• **Set problem**
Can you reproduce the material from its start through the line holding "33 184 L 34", inclusive, with every outline coordinate in the answers scaled by 0.9 and rounded to a whole number (halves up), and all other numbers left as they are?

* BEGIN Records to use *

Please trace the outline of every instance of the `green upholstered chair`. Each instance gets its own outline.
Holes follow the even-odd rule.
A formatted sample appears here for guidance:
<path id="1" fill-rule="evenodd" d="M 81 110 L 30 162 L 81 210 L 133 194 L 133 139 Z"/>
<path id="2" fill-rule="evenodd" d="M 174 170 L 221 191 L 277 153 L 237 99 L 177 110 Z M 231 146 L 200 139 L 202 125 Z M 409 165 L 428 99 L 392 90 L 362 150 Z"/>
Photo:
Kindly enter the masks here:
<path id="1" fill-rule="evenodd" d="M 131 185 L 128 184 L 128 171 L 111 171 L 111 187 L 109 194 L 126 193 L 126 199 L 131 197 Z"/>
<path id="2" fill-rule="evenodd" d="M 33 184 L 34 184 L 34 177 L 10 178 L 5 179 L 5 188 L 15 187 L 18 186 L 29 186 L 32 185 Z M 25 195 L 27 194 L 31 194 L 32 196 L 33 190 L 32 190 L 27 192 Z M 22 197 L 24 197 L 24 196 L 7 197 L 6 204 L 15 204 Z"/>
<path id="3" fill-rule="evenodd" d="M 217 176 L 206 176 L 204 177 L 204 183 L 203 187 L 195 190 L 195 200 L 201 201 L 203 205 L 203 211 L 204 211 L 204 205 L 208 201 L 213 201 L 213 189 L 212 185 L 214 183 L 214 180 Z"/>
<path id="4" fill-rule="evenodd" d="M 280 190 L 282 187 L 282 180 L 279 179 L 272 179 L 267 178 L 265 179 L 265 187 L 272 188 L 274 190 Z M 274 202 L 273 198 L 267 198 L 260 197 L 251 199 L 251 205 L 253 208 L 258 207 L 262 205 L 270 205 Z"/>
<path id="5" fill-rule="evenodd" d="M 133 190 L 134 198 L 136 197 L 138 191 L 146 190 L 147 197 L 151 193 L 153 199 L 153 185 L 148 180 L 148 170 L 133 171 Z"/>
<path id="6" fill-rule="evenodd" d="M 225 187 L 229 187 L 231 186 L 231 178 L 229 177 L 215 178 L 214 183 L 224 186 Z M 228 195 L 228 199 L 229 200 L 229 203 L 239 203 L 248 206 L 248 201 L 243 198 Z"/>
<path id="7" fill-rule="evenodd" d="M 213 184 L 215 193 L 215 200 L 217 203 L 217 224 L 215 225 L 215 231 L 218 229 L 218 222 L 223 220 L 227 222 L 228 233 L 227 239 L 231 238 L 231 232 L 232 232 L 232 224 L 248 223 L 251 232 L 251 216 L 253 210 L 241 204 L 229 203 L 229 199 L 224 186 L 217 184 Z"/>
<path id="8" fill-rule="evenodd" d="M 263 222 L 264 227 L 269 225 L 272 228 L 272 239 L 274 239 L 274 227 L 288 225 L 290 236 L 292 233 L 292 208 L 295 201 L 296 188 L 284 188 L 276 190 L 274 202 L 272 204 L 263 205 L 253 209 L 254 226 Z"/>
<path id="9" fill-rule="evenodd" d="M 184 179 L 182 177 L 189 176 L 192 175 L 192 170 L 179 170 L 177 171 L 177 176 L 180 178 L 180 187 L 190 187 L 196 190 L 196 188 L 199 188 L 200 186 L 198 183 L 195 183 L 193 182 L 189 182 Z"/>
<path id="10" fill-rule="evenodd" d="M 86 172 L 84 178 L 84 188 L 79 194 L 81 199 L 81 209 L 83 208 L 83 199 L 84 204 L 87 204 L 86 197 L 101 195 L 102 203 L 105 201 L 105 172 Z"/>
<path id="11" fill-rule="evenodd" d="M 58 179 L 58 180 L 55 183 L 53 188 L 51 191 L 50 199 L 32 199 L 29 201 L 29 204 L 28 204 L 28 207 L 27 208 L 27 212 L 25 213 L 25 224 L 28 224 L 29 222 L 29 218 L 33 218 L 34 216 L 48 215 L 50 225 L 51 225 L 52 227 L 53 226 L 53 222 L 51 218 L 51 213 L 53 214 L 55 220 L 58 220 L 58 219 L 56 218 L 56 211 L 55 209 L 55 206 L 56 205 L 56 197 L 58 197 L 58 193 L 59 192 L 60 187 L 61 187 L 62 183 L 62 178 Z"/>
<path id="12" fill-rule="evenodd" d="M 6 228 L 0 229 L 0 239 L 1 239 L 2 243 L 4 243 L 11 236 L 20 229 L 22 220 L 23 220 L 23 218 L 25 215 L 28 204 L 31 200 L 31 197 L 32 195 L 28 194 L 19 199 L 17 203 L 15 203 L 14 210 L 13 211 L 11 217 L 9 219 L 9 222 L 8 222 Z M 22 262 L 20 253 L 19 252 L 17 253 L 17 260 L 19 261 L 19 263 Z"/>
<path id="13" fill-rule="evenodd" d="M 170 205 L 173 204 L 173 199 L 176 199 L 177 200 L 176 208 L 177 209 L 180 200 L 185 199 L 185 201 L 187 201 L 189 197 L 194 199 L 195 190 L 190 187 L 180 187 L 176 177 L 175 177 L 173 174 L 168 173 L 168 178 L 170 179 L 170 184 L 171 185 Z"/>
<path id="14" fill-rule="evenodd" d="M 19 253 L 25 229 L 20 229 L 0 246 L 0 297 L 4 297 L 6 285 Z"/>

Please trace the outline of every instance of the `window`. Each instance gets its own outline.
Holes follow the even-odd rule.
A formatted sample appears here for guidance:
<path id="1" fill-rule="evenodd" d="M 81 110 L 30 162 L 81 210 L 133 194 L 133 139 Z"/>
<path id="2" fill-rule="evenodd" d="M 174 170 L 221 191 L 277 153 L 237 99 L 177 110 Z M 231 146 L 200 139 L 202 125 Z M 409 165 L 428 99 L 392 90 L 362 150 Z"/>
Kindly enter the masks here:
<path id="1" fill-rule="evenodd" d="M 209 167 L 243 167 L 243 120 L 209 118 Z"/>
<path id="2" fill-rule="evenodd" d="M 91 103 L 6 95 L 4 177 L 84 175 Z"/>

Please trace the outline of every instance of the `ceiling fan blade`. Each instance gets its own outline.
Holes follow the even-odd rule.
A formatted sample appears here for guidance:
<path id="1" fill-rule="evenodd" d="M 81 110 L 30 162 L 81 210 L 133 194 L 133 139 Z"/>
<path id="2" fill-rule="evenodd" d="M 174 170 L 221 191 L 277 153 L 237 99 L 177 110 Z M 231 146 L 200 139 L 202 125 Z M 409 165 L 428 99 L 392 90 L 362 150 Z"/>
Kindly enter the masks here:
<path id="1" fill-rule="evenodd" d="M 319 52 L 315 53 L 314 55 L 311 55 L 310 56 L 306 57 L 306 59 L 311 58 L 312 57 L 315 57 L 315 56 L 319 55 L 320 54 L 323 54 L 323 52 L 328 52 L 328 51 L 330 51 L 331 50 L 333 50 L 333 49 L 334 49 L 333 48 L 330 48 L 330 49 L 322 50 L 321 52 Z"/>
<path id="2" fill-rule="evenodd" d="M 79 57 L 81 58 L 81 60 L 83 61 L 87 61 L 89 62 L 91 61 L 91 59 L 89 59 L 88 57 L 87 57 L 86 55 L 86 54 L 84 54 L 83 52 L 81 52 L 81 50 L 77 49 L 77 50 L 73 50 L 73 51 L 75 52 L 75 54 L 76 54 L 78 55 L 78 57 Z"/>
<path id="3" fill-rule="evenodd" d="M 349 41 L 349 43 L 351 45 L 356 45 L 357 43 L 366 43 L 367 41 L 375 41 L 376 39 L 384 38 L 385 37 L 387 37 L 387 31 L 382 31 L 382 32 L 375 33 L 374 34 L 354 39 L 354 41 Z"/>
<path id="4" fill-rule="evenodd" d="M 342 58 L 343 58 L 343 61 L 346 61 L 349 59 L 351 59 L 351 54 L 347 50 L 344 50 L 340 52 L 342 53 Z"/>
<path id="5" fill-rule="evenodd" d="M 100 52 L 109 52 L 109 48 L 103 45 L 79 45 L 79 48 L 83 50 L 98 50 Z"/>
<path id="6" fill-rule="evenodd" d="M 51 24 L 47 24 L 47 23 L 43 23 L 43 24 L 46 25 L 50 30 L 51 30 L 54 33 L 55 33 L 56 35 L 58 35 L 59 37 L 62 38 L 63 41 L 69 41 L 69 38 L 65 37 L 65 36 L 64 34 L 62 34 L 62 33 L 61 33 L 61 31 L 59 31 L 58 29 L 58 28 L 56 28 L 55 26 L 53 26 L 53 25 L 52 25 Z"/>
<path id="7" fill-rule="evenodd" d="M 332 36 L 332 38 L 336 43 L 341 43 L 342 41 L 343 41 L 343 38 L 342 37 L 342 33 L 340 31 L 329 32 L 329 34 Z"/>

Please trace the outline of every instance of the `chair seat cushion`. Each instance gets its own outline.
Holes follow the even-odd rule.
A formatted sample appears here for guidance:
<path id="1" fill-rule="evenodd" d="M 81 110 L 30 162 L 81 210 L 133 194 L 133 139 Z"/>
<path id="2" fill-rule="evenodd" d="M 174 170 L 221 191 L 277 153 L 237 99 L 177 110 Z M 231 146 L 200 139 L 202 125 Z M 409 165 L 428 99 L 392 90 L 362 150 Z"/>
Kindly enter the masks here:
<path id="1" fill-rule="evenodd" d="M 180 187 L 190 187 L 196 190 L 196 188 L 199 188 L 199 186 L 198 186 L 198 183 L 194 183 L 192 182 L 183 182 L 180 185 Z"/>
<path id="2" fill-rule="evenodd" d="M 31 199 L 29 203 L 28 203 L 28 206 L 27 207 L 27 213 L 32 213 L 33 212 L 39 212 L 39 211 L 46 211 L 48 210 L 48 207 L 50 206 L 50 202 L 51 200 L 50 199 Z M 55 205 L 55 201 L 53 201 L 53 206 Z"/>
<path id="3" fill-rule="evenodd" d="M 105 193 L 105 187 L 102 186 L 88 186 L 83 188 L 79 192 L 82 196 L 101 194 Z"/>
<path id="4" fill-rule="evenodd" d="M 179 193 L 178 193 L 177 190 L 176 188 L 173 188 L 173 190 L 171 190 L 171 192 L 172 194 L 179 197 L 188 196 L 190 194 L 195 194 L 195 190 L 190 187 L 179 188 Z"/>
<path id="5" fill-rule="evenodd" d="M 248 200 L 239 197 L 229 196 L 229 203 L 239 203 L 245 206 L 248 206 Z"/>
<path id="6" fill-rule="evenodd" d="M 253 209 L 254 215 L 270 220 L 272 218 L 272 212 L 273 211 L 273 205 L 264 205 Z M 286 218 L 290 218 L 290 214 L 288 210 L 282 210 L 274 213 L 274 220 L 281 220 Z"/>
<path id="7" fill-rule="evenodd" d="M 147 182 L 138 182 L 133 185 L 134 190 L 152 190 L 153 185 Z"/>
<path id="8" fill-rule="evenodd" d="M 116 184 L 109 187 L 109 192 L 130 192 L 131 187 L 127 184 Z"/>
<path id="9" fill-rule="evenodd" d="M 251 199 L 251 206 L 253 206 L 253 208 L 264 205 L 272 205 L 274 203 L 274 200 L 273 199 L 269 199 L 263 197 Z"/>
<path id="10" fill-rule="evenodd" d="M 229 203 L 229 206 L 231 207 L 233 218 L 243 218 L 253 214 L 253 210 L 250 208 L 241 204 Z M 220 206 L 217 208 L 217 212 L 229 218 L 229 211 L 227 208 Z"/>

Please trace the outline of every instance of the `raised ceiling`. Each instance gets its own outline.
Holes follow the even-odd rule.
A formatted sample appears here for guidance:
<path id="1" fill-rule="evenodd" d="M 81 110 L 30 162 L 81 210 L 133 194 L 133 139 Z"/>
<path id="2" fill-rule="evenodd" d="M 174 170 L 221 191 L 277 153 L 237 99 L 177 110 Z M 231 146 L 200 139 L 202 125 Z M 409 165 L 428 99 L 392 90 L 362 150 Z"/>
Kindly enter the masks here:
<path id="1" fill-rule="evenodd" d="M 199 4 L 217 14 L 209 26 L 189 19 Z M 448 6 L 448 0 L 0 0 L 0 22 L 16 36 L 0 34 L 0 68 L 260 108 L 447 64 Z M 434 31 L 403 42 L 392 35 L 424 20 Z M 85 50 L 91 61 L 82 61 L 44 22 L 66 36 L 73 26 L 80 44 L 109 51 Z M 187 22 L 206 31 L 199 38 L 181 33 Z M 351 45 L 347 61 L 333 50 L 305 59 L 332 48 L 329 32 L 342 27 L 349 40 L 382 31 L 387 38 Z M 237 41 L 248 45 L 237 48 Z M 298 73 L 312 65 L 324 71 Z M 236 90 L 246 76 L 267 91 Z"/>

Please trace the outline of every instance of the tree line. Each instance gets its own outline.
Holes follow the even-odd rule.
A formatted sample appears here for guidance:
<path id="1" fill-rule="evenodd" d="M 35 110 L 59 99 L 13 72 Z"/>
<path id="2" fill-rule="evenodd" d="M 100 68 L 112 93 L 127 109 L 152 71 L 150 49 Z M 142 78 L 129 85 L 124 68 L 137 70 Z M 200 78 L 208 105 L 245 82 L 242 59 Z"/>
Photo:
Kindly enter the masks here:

* END Records to use *

• **Reply to the exercise**
Please trace the outline of every instance of the `green upholstered chair`. Each instance gets its own outline.
Holes follow the even-odd rule.
A formatted sample appears here for guidance:
<path id="1" fill-rule="evenodd" d="M 81 110 L 30 162 L 81 210 L 133 194 L 133 139 Z"/>
<path id="2" fill-rule="evenodd" d="M 174 170 L 221 191 L 277 153 L 237 99 L 177 110 Z M 231 146 L 200 139 L 202 125 Z M 409 165 L 428 99 L 392 90 L 362 150 Z"/>
Photo:
Kindly enter the masks here:
<path id="1" fill-rule="evenodd" d="M 118 167 L 115 166 L 115 154 L 100 154 L 100 168 L 98 175 L 113 174 L 113 179 L 118 177 Z"/>
<path id="2" fill-rule="evenodd" d="M 30 166 L 31 166 L 31 159 L 9 160 L 5 161 L 5 169 L 14 168 L 16 167 L 26 167 L 29 167 Z M 23 176 L 24 175 L 28 175 L 29 176 L 30 171 L 29 171 L 24 173 Z M 20 177 L 22 177 L 22 176 L 6 177 L 5 184 L 14 184 Z"/>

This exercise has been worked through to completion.